:: Short task ::
Starting at the beginning of the listing and stopping after the line that contains "left=361, top=51, right=450, bottom=331", reproduce those lines with "touching his head" swapped for "holding his head" and nothing else changed.

:: The records ::

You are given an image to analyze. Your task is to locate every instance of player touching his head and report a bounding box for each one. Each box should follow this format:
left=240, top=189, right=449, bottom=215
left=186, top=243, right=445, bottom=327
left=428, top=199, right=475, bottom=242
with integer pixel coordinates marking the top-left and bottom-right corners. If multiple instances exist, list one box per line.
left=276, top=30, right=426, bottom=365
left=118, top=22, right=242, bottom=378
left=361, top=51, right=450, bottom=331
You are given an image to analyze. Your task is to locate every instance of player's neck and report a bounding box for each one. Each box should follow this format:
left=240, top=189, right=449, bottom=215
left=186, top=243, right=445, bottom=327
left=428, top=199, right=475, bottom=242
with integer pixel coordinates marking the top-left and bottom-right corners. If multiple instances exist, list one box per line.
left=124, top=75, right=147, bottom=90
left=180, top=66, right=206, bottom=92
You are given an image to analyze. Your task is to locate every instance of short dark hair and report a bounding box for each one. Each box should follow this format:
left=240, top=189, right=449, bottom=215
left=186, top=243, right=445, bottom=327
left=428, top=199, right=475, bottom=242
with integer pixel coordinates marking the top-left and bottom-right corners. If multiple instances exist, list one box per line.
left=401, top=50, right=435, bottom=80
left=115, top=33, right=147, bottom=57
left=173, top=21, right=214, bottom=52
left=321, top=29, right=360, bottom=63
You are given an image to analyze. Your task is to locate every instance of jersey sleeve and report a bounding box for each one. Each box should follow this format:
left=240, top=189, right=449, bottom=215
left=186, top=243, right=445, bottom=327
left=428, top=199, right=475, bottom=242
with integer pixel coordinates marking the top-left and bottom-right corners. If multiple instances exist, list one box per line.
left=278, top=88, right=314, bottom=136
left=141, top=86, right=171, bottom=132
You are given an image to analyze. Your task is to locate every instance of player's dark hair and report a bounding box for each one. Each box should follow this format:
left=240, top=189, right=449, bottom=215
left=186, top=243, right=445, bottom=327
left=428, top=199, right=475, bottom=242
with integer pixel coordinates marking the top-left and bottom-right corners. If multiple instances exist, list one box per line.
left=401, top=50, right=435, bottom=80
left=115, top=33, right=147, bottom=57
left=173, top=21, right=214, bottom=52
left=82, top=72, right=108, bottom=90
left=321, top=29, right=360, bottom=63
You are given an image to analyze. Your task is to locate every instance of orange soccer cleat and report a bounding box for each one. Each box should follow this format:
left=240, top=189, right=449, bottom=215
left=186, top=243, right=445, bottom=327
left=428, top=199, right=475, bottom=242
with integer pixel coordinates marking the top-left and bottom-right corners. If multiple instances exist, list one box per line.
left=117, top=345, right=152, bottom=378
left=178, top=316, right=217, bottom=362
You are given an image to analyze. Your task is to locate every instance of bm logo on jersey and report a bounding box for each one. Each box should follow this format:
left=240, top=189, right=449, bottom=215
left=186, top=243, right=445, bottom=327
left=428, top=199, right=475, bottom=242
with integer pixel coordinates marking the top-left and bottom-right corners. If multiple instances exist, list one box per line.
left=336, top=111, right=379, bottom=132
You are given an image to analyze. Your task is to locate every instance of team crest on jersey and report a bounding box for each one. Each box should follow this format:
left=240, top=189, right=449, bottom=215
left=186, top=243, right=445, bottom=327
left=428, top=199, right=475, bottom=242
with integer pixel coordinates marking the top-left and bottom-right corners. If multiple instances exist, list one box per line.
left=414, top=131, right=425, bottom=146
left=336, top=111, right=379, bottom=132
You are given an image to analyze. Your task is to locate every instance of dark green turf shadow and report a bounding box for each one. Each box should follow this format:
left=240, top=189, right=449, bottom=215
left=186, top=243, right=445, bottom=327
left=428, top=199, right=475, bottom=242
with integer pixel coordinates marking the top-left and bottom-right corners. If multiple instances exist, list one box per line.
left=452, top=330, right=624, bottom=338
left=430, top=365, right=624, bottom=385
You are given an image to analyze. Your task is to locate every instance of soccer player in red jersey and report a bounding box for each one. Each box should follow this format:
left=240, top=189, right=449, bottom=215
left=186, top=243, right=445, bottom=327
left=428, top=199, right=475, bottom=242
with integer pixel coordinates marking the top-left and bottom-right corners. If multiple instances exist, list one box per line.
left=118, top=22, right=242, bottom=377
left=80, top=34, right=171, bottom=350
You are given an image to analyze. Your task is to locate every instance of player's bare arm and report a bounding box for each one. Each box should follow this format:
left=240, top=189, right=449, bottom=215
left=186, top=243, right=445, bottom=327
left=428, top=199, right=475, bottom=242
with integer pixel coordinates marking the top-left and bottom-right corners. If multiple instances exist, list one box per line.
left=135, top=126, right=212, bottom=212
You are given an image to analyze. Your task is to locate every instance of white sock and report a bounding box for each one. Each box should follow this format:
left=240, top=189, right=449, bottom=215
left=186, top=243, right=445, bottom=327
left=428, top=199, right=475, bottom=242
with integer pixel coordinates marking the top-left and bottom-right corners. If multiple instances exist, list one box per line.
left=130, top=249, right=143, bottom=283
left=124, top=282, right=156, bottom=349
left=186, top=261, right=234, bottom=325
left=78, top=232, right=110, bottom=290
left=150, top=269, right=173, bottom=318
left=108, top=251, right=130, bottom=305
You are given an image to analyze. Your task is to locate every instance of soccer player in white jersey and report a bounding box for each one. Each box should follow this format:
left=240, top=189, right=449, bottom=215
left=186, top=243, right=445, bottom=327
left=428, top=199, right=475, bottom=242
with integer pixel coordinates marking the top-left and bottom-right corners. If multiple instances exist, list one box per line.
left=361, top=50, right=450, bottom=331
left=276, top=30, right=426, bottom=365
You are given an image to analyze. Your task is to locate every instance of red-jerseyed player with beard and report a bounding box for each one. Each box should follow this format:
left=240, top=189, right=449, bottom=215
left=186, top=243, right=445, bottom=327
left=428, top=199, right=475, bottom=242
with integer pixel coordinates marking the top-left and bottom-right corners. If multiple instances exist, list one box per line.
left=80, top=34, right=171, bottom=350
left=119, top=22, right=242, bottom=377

:: Exercise solution ::
You are given an image to analyze. Your task is to locate every instance of player holding his head and report a bounding box for each one. Each box should follow this format:
left=240, top=189, right=449, bottom=215
left=186, top=243, right=445, bottom=327
left=428, top=199, right=475, bottom=242
with integer pixel coordinates marking the top-left and bottom-right corners. If multiple instances exist, list one box per line.
left=276, top=30, right=426, bottom=365
left=118, top=22, right=242, bottom=378
left=361, top=51, right=450, bottom=331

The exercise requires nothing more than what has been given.